◆ Text provided:

You took a vow to remain united in sickness and in health, but lately that vow may be tested in a new way. For thousands of couples considering divorce, those promises may have greater meaning, depending on how Congress weighs in on our nation’s healthcare insurance. A recent article in Time magazine reported that some couples are actually delaying divorce proceedings until the outcome of the Affordable Care Act (ACA) is known.
Of course, this health insurance is not a new concern to divorcees. In 2012, before the ACA took full effect, University of Michigan researchers reported that approximately 115,000 women lost their private health insurance every year due to divorce. Under COBRA, divorced spouses are entitled to remain on their ex’s plan for up to three years of continued coverage. But after those benefits run out, they are once again reliant on the individual plan market. Before the ACA, that often meant being charged a higher rate for coverage or even being denied outright if there were existing health issues.

◆ Exercise details:
In the passage on divorce and health insurance, how long may divorced spouses stay on an ex's plan under COBRA?

◆ Data entries:
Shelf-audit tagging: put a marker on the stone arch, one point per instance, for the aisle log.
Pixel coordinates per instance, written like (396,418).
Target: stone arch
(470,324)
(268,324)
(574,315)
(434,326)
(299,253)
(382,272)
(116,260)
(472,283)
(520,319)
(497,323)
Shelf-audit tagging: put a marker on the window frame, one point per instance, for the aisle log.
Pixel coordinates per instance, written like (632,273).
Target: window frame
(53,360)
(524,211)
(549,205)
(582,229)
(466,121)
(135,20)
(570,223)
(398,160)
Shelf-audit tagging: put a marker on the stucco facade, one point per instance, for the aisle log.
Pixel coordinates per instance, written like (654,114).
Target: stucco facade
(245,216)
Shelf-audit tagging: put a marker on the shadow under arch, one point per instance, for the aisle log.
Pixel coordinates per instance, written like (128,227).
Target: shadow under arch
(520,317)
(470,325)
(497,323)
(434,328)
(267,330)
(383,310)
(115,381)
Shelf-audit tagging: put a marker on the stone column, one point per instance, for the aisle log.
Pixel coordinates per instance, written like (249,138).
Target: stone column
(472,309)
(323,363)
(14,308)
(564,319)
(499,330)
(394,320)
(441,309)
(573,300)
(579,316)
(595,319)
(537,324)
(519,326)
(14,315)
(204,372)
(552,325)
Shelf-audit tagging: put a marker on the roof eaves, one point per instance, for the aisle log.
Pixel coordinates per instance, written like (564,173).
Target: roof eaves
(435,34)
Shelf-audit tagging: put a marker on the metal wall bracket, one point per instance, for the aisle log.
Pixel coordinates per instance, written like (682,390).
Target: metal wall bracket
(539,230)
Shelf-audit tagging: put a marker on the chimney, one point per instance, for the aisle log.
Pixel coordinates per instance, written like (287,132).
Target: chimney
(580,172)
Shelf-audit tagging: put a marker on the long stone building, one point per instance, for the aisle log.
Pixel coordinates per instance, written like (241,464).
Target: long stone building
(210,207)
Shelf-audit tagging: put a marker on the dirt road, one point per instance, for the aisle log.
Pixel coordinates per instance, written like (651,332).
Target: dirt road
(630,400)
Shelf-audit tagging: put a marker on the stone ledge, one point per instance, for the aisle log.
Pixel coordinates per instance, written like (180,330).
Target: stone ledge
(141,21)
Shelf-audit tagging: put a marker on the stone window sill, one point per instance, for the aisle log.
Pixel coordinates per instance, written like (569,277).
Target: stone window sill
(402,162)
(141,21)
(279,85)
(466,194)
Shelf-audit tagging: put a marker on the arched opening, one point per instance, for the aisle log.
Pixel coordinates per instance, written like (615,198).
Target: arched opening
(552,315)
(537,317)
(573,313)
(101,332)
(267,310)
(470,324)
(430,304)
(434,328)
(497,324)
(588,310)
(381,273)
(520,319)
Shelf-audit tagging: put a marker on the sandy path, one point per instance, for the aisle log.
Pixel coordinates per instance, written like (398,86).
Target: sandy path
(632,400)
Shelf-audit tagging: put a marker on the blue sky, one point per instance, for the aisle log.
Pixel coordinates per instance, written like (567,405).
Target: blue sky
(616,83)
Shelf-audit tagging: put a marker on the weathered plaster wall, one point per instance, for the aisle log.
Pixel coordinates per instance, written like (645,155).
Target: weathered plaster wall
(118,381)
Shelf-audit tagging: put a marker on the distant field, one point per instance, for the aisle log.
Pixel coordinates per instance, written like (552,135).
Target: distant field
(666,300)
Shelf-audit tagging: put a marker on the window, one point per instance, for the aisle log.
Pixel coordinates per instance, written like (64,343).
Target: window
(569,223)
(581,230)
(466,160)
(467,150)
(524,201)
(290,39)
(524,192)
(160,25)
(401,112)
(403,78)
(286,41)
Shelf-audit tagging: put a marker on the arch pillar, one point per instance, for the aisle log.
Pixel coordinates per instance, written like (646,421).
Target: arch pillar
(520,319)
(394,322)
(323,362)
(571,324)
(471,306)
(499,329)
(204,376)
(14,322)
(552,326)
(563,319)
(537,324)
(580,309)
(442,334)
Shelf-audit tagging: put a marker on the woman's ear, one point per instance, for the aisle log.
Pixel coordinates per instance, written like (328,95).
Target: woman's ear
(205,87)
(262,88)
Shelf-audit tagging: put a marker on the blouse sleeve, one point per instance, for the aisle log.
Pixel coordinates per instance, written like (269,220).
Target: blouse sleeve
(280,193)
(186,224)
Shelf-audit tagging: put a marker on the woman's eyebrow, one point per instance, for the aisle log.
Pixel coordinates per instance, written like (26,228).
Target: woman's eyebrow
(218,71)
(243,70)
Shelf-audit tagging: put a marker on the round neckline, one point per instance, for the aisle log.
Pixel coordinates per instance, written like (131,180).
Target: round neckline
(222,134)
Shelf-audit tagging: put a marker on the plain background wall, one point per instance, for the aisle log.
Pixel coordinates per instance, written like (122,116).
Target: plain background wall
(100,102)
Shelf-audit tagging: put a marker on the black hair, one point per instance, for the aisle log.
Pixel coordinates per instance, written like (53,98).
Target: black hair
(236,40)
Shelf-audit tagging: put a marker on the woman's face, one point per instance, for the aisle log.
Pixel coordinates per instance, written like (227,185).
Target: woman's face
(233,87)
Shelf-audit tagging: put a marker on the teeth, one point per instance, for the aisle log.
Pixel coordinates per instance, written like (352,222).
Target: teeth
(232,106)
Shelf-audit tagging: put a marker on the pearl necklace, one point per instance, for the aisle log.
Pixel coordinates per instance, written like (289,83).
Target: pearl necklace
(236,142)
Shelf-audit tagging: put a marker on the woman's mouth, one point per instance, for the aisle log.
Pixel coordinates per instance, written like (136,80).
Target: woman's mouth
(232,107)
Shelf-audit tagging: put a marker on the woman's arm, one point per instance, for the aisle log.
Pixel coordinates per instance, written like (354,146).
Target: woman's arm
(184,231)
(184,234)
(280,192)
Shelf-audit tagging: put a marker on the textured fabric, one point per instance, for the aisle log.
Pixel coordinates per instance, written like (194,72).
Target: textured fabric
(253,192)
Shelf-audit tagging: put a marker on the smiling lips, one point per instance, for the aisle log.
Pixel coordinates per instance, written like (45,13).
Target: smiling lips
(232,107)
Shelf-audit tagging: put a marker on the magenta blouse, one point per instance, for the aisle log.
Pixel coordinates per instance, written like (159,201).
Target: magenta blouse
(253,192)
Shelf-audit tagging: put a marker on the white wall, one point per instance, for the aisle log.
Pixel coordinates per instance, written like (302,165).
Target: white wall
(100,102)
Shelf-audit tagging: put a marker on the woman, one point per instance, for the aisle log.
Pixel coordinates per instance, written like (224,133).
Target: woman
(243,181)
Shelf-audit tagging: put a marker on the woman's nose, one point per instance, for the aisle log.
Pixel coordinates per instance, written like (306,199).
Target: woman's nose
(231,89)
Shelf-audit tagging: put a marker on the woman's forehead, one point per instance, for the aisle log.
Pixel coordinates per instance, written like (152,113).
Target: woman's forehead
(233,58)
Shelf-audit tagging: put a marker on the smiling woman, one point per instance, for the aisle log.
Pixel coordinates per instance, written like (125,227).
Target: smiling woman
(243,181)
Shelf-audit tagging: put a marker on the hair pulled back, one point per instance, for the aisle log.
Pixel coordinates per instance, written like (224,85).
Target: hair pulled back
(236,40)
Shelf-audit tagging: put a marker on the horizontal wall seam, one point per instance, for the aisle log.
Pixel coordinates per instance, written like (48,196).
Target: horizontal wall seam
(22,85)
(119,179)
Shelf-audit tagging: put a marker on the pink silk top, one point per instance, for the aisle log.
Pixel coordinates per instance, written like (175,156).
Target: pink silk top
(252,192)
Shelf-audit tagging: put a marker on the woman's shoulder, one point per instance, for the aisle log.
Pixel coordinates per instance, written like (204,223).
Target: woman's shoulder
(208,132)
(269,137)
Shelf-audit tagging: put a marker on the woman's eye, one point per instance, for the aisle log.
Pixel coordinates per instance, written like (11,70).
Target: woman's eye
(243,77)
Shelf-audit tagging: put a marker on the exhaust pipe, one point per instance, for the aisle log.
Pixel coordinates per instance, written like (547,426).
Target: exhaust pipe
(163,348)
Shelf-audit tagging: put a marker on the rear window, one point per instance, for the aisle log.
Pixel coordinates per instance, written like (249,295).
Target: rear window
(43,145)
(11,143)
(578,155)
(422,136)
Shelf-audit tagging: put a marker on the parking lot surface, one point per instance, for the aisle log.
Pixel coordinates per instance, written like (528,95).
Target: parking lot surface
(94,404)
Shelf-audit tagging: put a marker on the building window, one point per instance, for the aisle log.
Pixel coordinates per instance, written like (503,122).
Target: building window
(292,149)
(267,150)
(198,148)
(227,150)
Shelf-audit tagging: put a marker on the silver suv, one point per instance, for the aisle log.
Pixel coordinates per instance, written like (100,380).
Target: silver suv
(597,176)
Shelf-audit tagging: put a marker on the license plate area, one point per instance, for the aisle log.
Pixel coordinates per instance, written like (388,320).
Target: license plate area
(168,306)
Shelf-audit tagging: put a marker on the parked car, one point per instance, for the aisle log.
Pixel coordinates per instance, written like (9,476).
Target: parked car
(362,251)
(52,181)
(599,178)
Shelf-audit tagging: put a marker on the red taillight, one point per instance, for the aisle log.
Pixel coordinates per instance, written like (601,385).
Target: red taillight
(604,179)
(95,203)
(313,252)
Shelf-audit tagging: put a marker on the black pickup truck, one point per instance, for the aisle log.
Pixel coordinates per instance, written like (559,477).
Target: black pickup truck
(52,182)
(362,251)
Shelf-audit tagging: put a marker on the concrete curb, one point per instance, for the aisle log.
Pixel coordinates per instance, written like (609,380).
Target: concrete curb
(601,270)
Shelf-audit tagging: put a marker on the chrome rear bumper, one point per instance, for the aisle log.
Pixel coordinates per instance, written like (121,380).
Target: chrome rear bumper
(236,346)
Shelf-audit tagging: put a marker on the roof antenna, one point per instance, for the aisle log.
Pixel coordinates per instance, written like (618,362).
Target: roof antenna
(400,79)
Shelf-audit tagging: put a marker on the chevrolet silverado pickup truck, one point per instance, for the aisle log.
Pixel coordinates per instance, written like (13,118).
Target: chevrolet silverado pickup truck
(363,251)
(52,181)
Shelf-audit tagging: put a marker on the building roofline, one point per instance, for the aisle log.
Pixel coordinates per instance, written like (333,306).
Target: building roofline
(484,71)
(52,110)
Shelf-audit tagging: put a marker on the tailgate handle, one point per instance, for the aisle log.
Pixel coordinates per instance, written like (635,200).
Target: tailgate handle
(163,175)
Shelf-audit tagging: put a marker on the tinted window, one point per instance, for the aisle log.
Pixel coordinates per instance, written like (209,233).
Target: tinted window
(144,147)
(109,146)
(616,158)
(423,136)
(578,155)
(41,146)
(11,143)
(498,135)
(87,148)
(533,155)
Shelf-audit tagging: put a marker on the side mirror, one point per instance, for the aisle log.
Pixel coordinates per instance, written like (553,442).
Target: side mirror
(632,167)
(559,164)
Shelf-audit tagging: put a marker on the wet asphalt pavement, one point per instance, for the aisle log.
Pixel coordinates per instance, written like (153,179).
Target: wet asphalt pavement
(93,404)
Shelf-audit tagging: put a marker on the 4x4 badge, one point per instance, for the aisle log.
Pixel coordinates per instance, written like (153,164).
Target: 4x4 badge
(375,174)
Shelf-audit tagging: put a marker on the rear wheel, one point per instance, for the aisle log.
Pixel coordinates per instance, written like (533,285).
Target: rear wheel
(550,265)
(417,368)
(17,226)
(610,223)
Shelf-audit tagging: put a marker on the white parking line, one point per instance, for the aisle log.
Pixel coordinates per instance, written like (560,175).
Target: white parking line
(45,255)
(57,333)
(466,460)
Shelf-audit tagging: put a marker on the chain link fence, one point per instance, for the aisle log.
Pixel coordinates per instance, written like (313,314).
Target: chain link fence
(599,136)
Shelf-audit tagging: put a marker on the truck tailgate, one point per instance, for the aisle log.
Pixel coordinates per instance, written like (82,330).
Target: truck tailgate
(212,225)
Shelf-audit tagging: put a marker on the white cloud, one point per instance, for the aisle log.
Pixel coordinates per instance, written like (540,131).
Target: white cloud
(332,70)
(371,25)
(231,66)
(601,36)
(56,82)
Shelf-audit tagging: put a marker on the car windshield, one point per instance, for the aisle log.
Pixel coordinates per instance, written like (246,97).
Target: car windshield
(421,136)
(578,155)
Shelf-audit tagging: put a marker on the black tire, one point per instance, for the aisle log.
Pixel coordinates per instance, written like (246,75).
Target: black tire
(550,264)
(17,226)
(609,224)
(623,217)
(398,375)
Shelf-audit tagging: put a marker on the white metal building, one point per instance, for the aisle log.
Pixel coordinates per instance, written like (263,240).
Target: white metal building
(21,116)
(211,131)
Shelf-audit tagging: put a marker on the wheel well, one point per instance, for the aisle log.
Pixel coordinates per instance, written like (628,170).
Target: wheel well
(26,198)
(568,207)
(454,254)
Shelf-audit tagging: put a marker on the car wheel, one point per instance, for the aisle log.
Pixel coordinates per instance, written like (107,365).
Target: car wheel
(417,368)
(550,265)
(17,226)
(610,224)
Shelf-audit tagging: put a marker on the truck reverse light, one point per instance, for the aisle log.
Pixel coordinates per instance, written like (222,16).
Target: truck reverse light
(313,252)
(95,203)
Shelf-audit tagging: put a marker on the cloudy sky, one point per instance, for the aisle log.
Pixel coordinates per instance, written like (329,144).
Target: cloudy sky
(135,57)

◆ Response to this exercise:
Up to three years.